FIELD OF THE INVENTION

The present invention relates to continuous ink jet printers and most particularly to such printers for high speed printing of page wide information.

BACKGROUND OF THE INVENTION

Wide format, low resolution, high volume ink jet printers capable of producing print widths up to 13 inches wide at a resolution of 120 dpi have been available since the mid-1970s. See for example, the Kodak HSPS 2900™ ink jet printing system available from Eastman Kodak Co., Rochester, N.Y.

Recently, long array, high resolution, continuous ink jet print heads have been developed capable of producing a column of print 4 inches wide at a resolution of 240 dpi, see for example, U.S. Pat. No. 4,999,647 issued Mar. 12, 1991 to Wood, et al.

To date, a high volume, high resolution, (greater than 200 dpi) wide format (greater than 12 inches) ink jet printer has not been available.

========

EXERCISE INSTRUCTIONS
Print the ink jet printer text word for word from "Wide format, low" to "Wood, et al.". The records have no connection to the ink jet printer text.

========

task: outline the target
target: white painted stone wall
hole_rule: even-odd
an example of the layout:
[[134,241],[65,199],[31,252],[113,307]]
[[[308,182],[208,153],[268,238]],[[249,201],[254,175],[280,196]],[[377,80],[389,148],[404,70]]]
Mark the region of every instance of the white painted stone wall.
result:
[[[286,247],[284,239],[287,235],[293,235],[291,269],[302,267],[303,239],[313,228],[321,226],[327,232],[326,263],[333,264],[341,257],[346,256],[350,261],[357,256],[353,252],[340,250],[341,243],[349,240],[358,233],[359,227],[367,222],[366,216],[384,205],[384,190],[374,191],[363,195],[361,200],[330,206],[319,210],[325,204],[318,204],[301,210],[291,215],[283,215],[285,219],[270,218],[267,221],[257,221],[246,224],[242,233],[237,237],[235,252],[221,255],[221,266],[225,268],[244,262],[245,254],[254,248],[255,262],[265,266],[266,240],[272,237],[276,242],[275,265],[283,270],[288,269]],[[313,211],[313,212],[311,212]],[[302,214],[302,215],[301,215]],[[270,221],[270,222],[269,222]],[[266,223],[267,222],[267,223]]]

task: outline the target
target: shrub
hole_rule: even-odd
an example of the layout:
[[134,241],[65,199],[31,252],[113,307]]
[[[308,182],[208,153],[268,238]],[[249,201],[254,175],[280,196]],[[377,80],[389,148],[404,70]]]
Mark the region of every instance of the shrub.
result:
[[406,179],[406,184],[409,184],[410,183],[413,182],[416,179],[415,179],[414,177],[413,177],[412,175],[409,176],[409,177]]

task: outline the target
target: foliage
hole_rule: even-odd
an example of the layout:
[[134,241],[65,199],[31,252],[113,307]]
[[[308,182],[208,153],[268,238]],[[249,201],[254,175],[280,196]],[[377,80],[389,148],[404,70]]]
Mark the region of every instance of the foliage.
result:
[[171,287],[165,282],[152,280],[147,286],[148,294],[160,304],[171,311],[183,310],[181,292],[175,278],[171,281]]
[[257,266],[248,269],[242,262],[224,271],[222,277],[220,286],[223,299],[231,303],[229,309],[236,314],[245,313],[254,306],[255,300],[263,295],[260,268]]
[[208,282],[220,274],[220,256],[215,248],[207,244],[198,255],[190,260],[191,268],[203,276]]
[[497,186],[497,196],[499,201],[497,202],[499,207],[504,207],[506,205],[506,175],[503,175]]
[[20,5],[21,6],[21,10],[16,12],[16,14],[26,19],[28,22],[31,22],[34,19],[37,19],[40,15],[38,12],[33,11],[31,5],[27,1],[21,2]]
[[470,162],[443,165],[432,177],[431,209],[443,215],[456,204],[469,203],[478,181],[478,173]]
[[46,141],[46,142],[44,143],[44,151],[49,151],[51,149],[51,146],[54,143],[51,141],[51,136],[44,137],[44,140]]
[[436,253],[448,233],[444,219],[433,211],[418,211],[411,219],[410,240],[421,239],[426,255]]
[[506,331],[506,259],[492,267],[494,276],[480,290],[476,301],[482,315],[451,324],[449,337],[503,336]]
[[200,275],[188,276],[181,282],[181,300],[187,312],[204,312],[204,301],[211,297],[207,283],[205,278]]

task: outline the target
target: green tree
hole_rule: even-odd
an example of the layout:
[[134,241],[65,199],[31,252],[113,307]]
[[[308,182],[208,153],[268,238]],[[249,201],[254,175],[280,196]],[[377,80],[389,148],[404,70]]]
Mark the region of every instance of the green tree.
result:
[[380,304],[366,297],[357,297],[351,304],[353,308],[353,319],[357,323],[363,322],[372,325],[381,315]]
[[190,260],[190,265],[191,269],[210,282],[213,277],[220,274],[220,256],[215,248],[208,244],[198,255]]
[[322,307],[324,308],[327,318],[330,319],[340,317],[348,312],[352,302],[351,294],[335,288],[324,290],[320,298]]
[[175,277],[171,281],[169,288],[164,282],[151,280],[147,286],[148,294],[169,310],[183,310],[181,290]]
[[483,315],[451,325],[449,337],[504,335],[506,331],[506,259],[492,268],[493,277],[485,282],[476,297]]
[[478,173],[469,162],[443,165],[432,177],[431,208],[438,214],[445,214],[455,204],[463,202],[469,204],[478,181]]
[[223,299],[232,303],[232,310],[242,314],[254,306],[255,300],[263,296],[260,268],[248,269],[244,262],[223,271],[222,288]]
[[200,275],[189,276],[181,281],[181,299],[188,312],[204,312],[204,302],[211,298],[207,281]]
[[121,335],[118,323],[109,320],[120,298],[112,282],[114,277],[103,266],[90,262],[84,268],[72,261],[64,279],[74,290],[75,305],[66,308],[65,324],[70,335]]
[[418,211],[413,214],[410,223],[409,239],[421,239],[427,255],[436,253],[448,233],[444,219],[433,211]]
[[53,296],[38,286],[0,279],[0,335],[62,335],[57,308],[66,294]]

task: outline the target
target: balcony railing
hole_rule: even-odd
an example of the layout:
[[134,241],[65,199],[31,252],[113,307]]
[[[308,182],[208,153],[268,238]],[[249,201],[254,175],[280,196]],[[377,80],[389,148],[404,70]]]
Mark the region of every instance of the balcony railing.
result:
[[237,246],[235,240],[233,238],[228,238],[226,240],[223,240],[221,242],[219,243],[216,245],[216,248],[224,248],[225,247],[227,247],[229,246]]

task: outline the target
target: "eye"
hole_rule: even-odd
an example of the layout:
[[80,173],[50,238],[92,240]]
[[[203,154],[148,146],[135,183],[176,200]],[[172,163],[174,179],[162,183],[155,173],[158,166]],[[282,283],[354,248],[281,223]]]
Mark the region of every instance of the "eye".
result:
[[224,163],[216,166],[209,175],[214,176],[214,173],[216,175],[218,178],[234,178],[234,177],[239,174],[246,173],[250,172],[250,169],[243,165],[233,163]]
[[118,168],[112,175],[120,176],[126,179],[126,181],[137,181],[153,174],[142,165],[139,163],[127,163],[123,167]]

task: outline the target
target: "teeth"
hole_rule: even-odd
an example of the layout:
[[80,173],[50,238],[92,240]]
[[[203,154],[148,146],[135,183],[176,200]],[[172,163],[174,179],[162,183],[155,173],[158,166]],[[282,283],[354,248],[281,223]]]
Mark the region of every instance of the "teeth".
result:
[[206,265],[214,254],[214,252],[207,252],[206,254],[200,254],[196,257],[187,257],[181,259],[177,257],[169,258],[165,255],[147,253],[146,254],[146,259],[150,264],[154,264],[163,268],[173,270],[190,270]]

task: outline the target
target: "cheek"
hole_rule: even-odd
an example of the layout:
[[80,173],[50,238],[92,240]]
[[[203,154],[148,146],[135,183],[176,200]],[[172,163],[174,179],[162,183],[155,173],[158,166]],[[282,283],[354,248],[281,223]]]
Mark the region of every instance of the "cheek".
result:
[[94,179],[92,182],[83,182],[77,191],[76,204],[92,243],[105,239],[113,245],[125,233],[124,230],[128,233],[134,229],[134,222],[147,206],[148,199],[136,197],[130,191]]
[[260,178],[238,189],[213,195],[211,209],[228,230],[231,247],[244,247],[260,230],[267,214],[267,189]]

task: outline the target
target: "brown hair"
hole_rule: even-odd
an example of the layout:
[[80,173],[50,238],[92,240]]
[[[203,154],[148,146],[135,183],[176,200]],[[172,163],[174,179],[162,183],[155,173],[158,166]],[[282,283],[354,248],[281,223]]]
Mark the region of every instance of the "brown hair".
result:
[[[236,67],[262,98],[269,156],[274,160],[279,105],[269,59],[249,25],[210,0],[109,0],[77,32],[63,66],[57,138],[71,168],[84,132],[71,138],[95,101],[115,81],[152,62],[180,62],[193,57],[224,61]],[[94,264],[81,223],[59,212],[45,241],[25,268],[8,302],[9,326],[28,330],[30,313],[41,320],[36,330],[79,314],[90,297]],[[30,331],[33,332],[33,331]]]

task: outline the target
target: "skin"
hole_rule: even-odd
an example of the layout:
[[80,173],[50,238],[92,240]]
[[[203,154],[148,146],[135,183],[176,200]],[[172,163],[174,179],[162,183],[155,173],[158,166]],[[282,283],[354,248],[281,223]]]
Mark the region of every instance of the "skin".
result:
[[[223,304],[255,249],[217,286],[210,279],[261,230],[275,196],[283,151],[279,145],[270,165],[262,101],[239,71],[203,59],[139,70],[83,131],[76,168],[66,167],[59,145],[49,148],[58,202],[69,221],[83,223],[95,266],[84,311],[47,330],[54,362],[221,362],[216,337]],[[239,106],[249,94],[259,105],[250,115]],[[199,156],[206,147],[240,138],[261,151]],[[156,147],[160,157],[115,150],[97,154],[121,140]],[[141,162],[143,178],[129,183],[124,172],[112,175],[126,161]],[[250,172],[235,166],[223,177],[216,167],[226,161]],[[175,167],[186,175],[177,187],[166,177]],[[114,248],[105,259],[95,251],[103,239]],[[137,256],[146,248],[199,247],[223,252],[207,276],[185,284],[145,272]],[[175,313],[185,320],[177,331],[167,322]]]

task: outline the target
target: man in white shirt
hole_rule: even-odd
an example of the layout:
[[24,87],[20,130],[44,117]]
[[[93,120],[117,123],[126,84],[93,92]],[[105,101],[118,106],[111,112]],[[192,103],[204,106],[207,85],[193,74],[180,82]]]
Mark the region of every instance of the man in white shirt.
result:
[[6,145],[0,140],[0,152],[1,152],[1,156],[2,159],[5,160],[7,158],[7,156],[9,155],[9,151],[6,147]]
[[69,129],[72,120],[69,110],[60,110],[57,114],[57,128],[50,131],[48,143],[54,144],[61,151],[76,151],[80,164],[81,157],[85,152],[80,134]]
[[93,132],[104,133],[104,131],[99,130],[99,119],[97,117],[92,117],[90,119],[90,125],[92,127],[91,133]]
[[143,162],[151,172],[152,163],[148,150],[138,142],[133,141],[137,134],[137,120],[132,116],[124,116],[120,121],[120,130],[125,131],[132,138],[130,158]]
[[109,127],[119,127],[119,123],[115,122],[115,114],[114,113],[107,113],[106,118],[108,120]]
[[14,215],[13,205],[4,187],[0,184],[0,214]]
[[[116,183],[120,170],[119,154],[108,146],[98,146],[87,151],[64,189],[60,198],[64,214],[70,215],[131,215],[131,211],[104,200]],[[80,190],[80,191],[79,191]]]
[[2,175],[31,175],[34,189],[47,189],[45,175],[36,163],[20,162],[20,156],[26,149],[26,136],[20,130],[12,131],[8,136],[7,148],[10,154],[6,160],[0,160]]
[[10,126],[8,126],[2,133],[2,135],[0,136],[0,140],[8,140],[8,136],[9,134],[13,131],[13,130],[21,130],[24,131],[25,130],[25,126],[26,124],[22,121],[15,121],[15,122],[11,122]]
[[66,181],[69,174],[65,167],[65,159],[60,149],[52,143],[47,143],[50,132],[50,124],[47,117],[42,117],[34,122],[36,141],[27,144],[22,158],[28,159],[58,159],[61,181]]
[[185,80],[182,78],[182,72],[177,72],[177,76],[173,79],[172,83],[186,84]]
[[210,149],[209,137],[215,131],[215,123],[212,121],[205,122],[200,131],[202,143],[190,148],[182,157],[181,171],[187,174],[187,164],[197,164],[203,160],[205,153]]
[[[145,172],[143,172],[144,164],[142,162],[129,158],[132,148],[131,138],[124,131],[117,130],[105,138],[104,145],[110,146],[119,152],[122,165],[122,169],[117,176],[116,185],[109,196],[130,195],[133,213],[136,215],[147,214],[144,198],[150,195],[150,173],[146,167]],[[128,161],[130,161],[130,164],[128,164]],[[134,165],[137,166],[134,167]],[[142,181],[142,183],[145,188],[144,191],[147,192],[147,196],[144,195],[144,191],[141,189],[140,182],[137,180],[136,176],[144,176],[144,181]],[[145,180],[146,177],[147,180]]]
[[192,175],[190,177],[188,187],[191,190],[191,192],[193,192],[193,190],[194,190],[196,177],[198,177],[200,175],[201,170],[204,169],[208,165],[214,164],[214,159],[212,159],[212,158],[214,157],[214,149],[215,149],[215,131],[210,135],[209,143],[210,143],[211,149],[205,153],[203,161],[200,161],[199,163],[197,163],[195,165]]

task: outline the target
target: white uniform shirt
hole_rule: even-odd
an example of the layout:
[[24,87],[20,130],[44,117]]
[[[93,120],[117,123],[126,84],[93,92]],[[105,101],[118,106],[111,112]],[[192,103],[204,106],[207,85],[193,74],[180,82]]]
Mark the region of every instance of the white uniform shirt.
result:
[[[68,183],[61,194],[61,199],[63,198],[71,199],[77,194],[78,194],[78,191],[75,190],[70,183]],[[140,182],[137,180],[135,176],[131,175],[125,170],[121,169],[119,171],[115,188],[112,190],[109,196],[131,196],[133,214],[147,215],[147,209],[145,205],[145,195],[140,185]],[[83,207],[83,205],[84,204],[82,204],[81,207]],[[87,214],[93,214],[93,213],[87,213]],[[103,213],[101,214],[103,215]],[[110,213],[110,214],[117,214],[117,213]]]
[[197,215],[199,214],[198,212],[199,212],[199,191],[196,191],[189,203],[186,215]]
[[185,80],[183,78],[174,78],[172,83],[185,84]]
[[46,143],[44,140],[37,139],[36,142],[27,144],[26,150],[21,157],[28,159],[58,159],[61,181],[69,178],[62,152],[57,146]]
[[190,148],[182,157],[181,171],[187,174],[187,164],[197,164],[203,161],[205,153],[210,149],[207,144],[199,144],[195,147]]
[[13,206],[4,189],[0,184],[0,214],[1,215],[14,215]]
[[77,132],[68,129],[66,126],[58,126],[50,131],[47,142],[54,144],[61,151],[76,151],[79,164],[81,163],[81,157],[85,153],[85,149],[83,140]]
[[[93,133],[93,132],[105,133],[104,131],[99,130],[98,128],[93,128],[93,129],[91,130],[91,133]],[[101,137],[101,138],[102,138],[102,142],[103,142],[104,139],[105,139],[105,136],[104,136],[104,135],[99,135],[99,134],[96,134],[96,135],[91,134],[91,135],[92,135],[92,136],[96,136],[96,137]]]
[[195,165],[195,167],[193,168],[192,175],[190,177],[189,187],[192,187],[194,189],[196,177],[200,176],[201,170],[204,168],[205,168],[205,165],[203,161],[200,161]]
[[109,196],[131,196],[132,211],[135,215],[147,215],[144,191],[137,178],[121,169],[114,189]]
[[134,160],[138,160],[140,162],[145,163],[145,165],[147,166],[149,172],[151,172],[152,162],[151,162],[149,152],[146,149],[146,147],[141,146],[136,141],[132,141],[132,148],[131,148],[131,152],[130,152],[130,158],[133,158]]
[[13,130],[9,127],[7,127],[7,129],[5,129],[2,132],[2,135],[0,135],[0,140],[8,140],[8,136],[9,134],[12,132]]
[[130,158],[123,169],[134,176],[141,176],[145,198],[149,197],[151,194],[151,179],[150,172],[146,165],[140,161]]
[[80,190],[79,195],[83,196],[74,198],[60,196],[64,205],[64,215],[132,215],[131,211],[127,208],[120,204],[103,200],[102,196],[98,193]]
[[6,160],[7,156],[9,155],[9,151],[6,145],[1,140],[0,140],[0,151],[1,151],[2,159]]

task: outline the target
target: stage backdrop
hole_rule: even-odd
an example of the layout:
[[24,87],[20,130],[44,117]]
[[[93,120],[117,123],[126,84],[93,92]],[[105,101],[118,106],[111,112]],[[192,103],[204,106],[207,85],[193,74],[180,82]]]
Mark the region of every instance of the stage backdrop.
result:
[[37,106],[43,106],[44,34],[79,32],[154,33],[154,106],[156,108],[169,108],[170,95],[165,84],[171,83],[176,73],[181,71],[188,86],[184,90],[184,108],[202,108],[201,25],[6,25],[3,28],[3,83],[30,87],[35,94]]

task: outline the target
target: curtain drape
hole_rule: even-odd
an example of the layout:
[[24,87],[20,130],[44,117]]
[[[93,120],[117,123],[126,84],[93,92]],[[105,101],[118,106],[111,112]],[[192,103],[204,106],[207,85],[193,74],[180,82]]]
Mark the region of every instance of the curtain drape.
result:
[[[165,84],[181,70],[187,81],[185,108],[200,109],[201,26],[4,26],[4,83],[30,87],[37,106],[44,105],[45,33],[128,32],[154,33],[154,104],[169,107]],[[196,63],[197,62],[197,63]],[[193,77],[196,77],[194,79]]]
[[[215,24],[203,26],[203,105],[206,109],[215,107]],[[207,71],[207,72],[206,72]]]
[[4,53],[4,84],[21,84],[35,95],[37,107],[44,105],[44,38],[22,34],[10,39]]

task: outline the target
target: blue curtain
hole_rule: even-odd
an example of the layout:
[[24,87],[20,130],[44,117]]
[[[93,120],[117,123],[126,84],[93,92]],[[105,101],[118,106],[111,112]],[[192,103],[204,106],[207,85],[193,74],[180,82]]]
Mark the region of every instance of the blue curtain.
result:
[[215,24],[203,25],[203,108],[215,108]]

========

RESULT
Wide format, low resolution, high volume ink jet printers capable of producing print widths up to 13 inches wide at a resolution of 120 dpi have been available since the mid-1970s. See for example, the Kodak HSPS 2900™ ink jet printing system available from Eastman Kodak Co., Rochester, N.Y.

Recently, long array, high resolution, continuous ink jet print heads have been developed capable of producing a column of print 4 inches wide at a resolution of 240 dpi, see for example, U.S. Pat. No. 4,999,647 issued Mar. 12, 1991 to Wood, et al.